■ **TEXT PROVIDED**:
####################

There is also evidence that the genetic basis of RWR is complex. As described above, heritability estimates vary, suggesting that environmental characteristics among samples may differ. Characteristics that appear to affect estimates of heritability include IQ (Knopik et al., 2002) and parental education levels (Kremen et al., 2005), with higher heritability associated with both higher IQ and parental education levels. Consistent with this, the highest published estimate of heritability is obtained from a sample representing a relatively affluent and well-educated population (Gayán and Olson, 2003). In addition, different measures of RWR have been used in different studies, complicating comparisons and interpretation of results. These include several different timed and untimed measures, as well as composite measures that incorporate scores from both types of RWR measures and also sometimes additional, correlated measures.

As for most complex traits, linkage analysis of RWR among studies has also shown inconsistencies. Positive reports of linkage in focused analyses of chromosome 6p have been reported for three samples: (1) initially, in a Colorado twin sample for a composite dyslexia phenotype based partly on RWR (Cardon et al., 1994; Cardon et al., 1995), as well as later for specific measures of timed and untimed word recognition (Gayán et al., 1999; Kaplan et al., 2002); (2) for an untimed RWR measure in a sample of British families (Fisher et al., 1999); and (3) for a composite RWR phenotype in another sample of families from the USA (Grigorenko et al., 2003). In contrast, we found no evidence for linkage of untimed RWR to 6p in our sample (Chapman et al., 2004). Also, two genome scans that used expanded data sets from the Colorado twin and British studies reported reduced evidence for linkage of RWR phenotypes to 6p (Fisher et al., 2002), and, instead, reported strong evidence in both samples for linkage of RWR phenotypes to a region on chromosome 18p. Although it appeared that this 18p locus affected specifically single-word reading, a multivariate linkage analysis (Marlow et al., 2003) suggested that this locus has an influence on multiple dyslexia-related phenotypes. Similar to the results for 6p, analysis of the 18p region using our sample failed to confirm linkage of untimed single-word reading (Chapman et al., 2004). Finally, there is similar variability among studies of RWR on chromosome 15q with four independent studies using a variety of RWR measures reporting significant or supportive evidence of linkage (Chapman et al., 2004; Grigorenko et al., 1997; Marino et al., 2004; Smith et al., 1983). The results for untimed word recognition in our sample of families support evidence of linkage to 15q (Chapman et al., 2004). In contrast, the genomewide scans on the two samples performed by Fisher and colleagues (Fisher et al., 2002), failed to provide evidence of linkage to chromosome 15q. Explanations include use of different measures for RWR as well as different sample ascertainment.

####################

■ **TASK SET**:
• a. Sum up the text on the genetic basis of RWR in two sentences.
• b. Resume the text on the genetic basis of RWR, starting right after its last sentence.

(Items from a data source)
####################

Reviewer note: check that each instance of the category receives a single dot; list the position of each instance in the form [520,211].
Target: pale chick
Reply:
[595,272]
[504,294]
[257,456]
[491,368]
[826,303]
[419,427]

####################

■ **RESPONSES TO THE EXERCISE**:
• a. The genetic basis of RWR appears complex: heritability estimates vary across samples, running higher with higher IQ and parental education, and studies have used different RWR measures that make results hard to compare. Linkage studies have also been inconsistent, with evidence for regions on chromosomes 6p, 18p and 15q found in some samples but not in others, which may be explained by different RWR measures and different sample ascertainment.

• b.
Additional support for the existence of loci contributing to RWR derives from molecular studies of genes in the chromosome 6p and 15q critical regions. A recent study of a 575-kb region on chromosome 6p22.2 identified SNPs with individual evidence of association in a case-control study, and for which a haplotype of two SNPs in the candidate gene KIAA0319 explained much of the association (Cope et al., 2005). One of the SNPs causes a missense mutation, Ala →Thr, and was also reported as being significantly associated with dyslexia in a second sample (Francks et al., 2004). Similarly, two reports provide evidence of linkage disequilibrium with dyslexia in the chromosome 15q region (Marino et al., 2004; Morris et al., 2000). A candidate gene, called DYX1C1 or EKN1, was recently identified and mapped to a position 2.2 cM proximal to the 15q linkage peak (Taipale et al., 2003), based on a translocation that co-segregated with dyslexia in one large family (Nopola-Hemmi et al., 2000). Two single-nucleotide polymorphisms (SNPs) in DYX1C1, –3G →A and 1249G →T, showed evidence for an association with dyslexia (Taipale et al., 2003), and one SNP (–3G →T in DYX1C1) showed evidence for association with a word recognition phenotype (Wigg et al., 2004). While it is doubtful that the SNPs identified for either gene are susceptibility alleles, the evidence for linkage disequilibrium provides additional support for the presence of genes involved in RWR in these two regions.

While these mapping and association studies provide considerable support for the general paradigm of a focus on narrow phenotypes, our ability to draw conclusions about genes involved in RWR from these studies remains limited for several reasons. First, a wide variety of related phenotypes have been studied, including timed and untimed as well as qualitative and quantitative measures of RWR (Chapman et al., 2004). Reproducibility, or lack thereof, may be affected by the specific measures used. Second, binary traits of affectation status based in part on RWR are often based on multiple component phenotypes, using a threshold criterion for affectedness (e.g., Grigorenko et al., 1997). Quantitative traits have included multivariate phenotypes (e.g., Marlow et al., 2003) and composite univariate phenotypes derived from several psychometric tests (e.g., Cardon et al., 1994), and the contribution of individual measures is not readily determined. Third, not all measures employed as phenotypes have been adjusted for IQ. Using an IQ-adjusted measure for sample ascertainment is expected to yield a superior sample for genetic studies of specific reading disability because it excludes potential probands whose reading ability is expected to be low (Olson et al., 1999). Fourth, mapping studies have used numerous methods of analysis and types and sizes of pedigrees ascertained (Fisher and DeFries, 2002), which may inadvertently affect which trait loci are most amenable to linkage detection in a given study.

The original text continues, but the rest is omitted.